Your instructions = Rescale the lines from the one with "for front wheel" to the one with "(230, 59), (240, 75)", both included, and write them all out again with the requests. Multiply each box coordinate in the answers by 1.85 and round to whole numbers with halves rounded up, leaving the numbers in the requests and their sample format unchanged.

(Detection examples)
* start *
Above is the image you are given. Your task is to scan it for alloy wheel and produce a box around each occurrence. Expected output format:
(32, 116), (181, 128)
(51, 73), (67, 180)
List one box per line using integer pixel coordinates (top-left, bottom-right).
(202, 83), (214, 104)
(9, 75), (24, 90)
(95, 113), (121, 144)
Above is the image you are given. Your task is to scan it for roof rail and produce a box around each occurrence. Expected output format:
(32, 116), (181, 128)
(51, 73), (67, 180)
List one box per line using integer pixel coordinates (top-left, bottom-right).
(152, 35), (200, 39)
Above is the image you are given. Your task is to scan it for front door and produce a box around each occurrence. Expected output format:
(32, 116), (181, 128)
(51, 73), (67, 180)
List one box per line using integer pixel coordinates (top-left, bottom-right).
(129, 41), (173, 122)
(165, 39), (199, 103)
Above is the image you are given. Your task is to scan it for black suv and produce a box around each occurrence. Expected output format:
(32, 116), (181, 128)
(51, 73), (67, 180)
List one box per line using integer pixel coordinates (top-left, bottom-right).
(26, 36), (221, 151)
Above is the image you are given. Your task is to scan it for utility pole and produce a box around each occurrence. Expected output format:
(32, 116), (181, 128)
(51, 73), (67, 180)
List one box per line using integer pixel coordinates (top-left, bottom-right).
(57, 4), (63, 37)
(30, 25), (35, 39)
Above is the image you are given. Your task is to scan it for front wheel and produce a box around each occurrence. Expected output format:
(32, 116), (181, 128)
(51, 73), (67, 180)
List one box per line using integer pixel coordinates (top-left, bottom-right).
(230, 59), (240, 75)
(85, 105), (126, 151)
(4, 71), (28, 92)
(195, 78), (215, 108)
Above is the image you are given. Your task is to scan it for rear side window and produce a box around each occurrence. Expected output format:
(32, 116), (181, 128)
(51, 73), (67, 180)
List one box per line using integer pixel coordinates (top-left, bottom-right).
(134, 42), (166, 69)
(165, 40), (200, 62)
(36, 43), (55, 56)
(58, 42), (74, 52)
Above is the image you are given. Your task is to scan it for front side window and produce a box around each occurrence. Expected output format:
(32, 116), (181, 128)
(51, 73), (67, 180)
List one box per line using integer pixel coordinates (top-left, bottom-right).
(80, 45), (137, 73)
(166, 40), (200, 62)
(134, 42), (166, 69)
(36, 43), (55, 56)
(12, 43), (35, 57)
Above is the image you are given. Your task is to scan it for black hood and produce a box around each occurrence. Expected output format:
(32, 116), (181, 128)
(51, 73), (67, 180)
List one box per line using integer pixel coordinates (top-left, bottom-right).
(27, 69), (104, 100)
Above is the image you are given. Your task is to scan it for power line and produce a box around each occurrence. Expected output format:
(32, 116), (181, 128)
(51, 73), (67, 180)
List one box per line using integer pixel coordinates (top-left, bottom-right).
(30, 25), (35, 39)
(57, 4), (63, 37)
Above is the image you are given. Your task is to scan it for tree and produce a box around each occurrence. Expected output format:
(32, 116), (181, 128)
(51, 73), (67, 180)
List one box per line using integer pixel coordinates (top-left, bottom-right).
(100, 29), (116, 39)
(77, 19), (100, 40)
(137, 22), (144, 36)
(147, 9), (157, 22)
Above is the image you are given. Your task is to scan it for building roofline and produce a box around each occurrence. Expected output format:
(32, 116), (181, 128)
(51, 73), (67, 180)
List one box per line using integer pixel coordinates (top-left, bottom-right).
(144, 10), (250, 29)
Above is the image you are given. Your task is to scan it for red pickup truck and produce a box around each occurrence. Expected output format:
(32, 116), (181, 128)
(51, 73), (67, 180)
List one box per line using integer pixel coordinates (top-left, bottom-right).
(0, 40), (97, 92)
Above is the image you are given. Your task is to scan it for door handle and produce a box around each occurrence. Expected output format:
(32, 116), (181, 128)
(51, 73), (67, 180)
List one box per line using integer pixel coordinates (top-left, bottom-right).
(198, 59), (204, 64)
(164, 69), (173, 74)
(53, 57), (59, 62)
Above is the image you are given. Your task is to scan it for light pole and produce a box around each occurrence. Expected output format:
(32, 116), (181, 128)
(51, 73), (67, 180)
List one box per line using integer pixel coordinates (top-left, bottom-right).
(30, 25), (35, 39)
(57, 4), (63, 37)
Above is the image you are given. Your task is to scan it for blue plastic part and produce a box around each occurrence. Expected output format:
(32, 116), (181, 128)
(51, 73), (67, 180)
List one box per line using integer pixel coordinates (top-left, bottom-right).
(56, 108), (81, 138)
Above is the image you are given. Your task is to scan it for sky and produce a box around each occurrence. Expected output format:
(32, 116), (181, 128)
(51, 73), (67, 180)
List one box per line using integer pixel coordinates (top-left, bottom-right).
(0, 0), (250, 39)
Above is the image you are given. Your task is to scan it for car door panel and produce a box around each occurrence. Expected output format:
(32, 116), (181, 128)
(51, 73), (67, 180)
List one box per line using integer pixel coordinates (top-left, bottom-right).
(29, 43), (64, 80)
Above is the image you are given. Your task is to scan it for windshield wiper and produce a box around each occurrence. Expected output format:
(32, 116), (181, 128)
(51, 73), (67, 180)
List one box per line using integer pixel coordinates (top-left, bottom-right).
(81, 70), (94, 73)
* end *
Task result =
Above is the image you are given. Your task is to scan it for front wheel and produce a box around each occurrence. Expected output format:
(32, 116), (181, 128)
(51, 73), (67, 180)
List one box per line using integer pixel coordinates (top-left, bottom-right).
(426, 109), (444, 139)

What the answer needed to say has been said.